# WHAT IS REQUIRED:
Extend the post below about joining a garden club and getting out of the house more, starting right after its last sentence.

I am just amazed at the things I have done the past month or so. No great feats or accomplishments to most, but to me it is a pretty big deal.
Let's start with yesterday. I joined a Garden Club!! I know, no big deal. But to me, it is pretty huge. It means I have to get out and socialize more, be more active and involved in my community. Step out of my comfort zone. Step out of my house!
I love being at home, and as I gained more and more weight, it was just easier to stay home than have to go somewhere. I was ashamed, embarrassed, I didn't know what to wear. I was just very uncomfortable on so many levels.
I hardly went to the store, never clothes shopped, I just avoided most all things. Friends, family, just everything and everyone.
In the past few months, I have been clothes shopping a couple of times and rather enjoyed it. I am sitting here looking at clothes online and there are just so many more options and more opportunities for great deals it seems. I dont know what size I will be next winter but I am thinking now would be a good time to check out the clearance racks in my goal size.

# GIVEN ENTRIES:
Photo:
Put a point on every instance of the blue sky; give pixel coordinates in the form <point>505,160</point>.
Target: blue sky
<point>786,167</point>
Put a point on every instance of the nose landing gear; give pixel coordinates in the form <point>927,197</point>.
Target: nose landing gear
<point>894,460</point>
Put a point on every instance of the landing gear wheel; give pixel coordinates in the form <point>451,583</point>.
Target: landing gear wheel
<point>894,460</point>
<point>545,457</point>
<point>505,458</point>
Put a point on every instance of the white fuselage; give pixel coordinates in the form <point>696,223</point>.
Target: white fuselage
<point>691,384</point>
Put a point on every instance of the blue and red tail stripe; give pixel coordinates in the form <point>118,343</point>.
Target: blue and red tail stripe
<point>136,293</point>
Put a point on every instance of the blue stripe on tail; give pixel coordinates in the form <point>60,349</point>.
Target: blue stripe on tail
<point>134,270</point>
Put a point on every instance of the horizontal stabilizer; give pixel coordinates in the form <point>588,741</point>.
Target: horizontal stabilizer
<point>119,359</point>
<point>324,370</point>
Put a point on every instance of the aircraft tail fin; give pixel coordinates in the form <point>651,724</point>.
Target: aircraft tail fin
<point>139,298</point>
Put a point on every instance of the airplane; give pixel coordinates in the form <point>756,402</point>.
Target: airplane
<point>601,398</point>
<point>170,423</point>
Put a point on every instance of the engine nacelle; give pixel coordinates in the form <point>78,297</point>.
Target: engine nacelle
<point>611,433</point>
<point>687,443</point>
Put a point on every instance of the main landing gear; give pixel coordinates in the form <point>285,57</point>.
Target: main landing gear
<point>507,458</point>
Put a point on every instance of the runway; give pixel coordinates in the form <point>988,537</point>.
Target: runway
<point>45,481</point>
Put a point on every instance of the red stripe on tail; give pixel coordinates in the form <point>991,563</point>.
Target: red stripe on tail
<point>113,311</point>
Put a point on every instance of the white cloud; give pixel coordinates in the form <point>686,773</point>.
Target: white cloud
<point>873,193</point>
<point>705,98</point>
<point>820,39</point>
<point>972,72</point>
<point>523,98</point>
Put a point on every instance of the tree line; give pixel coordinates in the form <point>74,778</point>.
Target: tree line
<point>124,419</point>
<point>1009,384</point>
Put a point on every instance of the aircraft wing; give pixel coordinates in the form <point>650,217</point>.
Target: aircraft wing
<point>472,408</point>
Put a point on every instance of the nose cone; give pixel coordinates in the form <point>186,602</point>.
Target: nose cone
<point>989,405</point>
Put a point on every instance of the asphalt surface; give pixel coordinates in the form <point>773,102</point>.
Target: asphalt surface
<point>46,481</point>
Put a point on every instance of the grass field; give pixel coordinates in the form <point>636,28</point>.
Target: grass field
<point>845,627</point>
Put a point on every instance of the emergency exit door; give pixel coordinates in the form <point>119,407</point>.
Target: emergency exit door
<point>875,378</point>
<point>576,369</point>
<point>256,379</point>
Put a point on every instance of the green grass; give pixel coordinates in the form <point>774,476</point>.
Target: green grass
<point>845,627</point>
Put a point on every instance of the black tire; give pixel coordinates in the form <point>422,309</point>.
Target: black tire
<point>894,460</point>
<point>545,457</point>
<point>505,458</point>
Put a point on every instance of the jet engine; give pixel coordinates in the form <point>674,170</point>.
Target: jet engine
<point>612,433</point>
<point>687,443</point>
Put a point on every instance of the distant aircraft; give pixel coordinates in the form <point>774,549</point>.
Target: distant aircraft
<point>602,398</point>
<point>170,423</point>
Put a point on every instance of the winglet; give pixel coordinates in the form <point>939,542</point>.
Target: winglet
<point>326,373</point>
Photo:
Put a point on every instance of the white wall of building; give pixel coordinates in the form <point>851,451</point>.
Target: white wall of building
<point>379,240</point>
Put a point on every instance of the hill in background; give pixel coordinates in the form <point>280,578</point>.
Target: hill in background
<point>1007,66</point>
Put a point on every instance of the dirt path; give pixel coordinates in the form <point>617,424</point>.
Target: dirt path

# RESPONSE AREA:
Ok, so I have been shopping. I had my hair done. Last time I had my hair done at the beauty shop was for my daughter's wedding, about 6 years ago. I think I will go have my nails done next.
I have worn make-up a handful of times the past month or so. I havent worn make-up that many times in the last decade.
I rode my horse a few weeks ago! It was wonderful!! So therapeutic. I got on him w/o needing a stool or log or anything. I did stand him on a down hill slope but it wasnt much of a struggle.
I have been bike riding (motorcycle) with DH many times and able to do that more comfortably. I can get on and off w/o issues. I can zip up my jacket now. I bought some chaps at a garage sale. I don't want to get new ones until I lose some more weight.
I went to a garage sale. I dont have anything against them, but I just would rather stay home.
I enjoy going to the store grocery shopping. I love the produce aisle. I love going early on certain days to get the good meat deals. I use to hate to get out to go anywhere. Which of course compounded things. Letting DH stop and pick up take-out was just all too easy, much easier than me having to go anywhere.
I have been out with my friends more. They have all kept themselves in good shape and I just hated being the fat funny friend. They never made me feel that way of course, but they are beautiful inside and outside and I just felt so out of place. Maybe unworthy is the word.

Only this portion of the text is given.